BRANO DA LEGGERE:
"Benedetto. Il papa di Gesù" trionfa al Politeama
Il coraggioso spettacolo di Francesco Sinigaglia conquista il pubblico
domenica 13 gennaio 2019
12.46
Non ci è dato di sapere quanti altri registi di 24 anni, in Italia e non solo, siano in grado di portare in scena una propria drammaturgia e totalizzare il sold out per due repliche in un teatro da oltre 300 posti a sedere. Ci conforta poter scrivere, in ogni caso, che Francesco Sinigaglia ce l'abbiamo noi e dobbiamo andarne fieri.
Se è vero che il coraggio ripaga, il brillante autore biscegliese è sulla strada giusta. "Benedetto. Il papa di Gesù" è una scommessa audace vinta con umiltà. Un sorprendente atto d'amore per il teatro e per la vita, riassunto nell'aggettivo "sconcertante" utilizzato per definire la pace da Sally, la vera protagonista dello spettacolo, interpretata in modo impeccabile da Camilla Sinigaglia.

ESERCIZIO A:
Seleziona ogni riga dell'elenco che contiene la stringa "tiled", rispettando maiuscole e minuscole.
L'elenco riportato qui non ha alcun legame con l'articolo.

DATI ARCHIVIATI:
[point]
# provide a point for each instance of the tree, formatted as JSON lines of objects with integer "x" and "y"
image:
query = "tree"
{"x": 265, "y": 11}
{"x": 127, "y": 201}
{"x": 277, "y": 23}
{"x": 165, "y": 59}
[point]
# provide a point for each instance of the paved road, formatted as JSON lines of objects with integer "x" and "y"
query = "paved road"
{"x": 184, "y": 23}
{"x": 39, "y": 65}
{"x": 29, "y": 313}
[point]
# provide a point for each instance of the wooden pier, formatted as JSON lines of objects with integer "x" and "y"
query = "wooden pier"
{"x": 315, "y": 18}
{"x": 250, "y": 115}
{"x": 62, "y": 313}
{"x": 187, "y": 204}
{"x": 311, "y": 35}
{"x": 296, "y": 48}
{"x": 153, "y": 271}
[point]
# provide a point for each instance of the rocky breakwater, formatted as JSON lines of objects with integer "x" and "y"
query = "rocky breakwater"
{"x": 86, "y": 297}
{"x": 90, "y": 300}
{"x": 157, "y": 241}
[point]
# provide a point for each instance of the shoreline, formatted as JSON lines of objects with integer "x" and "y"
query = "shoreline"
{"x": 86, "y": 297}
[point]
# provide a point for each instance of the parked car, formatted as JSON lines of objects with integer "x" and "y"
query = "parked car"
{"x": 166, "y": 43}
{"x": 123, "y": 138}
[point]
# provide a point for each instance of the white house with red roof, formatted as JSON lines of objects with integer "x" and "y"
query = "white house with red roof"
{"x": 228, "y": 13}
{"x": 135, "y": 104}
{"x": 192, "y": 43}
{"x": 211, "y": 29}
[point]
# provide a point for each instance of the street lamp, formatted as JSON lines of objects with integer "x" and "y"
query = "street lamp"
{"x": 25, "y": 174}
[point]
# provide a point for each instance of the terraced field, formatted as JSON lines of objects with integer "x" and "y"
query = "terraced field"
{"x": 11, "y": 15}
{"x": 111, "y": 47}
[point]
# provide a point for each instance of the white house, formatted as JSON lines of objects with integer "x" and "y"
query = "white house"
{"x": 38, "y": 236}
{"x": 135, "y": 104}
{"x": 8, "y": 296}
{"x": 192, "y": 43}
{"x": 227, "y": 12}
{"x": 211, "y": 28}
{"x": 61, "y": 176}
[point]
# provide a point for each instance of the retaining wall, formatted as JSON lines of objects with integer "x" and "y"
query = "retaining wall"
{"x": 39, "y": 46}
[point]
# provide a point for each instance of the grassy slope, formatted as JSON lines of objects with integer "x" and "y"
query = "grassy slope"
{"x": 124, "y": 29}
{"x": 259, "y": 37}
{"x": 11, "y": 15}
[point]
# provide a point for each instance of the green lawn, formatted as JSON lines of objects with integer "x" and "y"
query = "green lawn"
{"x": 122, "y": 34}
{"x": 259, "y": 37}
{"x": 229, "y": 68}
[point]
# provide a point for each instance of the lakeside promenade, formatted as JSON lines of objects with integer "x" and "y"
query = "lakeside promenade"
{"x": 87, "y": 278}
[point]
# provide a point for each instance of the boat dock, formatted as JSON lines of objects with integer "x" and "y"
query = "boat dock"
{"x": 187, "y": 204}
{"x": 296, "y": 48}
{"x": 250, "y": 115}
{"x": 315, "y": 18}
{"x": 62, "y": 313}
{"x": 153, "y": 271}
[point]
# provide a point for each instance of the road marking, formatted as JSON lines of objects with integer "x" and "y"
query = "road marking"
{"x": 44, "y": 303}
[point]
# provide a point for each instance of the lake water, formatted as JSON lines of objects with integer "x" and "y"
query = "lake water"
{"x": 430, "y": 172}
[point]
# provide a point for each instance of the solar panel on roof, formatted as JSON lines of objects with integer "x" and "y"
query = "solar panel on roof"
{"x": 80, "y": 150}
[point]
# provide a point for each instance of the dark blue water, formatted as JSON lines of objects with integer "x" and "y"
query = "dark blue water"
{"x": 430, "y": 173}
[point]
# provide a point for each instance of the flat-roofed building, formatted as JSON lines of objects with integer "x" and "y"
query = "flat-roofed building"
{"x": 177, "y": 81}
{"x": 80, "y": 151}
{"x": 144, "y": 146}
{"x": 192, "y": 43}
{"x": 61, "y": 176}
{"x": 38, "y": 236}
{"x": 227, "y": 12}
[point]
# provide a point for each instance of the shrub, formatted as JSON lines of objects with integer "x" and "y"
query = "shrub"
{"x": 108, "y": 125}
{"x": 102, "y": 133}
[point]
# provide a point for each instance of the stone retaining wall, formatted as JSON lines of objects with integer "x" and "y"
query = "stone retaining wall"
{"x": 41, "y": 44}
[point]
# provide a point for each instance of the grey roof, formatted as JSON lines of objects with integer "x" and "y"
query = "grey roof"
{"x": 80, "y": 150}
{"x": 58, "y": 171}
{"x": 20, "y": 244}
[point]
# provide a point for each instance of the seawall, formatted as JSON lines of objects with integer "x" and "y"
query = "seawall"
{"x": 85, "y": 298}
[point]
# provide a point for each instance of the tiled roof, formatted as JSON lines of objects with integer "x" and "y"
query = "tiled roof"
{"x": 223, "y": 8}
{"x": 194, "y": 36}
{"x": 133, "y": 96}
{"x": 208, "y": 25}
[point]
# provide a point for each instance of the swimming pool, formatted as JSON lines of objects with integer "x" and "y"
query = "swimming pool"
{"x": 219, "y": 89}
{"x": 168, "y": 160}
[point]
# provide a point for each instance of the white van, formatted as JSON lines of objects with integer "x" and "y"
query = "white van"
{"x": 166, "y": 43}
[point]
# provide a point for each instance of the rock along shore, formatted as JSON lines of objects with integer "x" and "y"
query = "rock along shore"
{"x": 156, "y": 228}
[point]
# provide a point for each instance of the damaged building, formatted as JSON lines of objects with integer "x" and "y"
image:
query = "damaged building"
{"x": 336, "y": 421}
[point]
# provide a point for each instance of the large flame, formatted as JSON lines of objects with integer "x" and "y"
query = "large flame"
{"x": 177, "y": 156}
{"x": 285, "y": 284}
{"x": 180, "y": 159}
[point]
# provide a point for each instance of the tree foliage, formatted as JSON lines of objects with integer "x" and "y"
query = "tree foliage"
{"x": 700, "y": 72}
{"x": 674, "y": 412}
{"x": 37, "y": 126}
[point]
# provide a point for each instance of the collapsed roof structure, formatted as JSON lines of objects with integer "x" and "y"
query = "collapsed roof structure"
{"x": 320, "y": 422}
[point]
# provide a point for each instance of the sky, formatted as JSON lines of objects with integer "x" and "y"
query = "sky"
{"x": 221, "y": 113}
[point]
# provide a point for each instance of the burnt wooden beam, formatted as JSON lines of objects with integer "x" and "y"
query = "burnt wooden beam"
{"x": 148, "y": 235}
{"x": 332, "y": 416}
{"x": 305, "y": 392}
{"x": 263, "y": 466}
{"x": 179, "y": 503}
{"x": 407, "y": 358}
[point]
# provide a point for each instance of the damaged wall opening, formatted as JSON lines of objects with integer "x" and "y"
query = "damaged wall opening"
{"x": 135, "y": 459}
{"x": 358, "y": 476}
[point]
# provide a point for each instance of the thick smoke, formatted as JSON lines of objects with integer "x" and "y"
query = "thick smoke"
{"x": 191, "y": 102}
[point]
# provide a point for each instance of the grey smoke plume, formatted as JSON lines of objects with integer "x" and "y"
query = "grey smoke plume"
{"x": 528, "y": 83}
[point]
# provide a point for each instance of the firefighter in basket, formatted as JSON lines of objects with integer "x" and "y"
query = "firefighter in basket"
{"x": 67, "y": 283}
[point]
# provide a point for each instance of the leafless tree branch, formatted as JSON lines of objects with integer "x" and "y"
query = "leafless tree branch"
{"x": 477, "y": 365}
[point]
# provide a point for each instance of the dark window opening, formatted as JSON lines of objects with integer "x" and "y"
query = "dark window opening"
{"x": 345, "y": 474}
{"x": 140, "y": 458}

ESERCIZIO B:
Riscrivi il passo dell'articolo compreso tra "Se è vero che" e "da Camilla Sinigaglia.", estremi inclusi, cambiando "audace" in "ardita".

RISULTATO A:
# provide a point for each instance of the tiled roof, formatted as JSON lines of objects with integer "x" and "y"
query = "tiled roof"

RISULTATO B:
Se è vero che il coraggio ripaga, il brillante autore biscegliese è sulla strada giusta. "Benedetto. Il papa di Gesù" è una scommessa ardita vinta con umiltà. Un sorprendente atto d'amore per il teatro e per la vita, riassunto nell'aggettivo "sconcertante" utilizzato per definire la pace da Sally, la vera protagonista dello spettacolo, interpretata in modo impeccabile da Camilla Sinigaglia.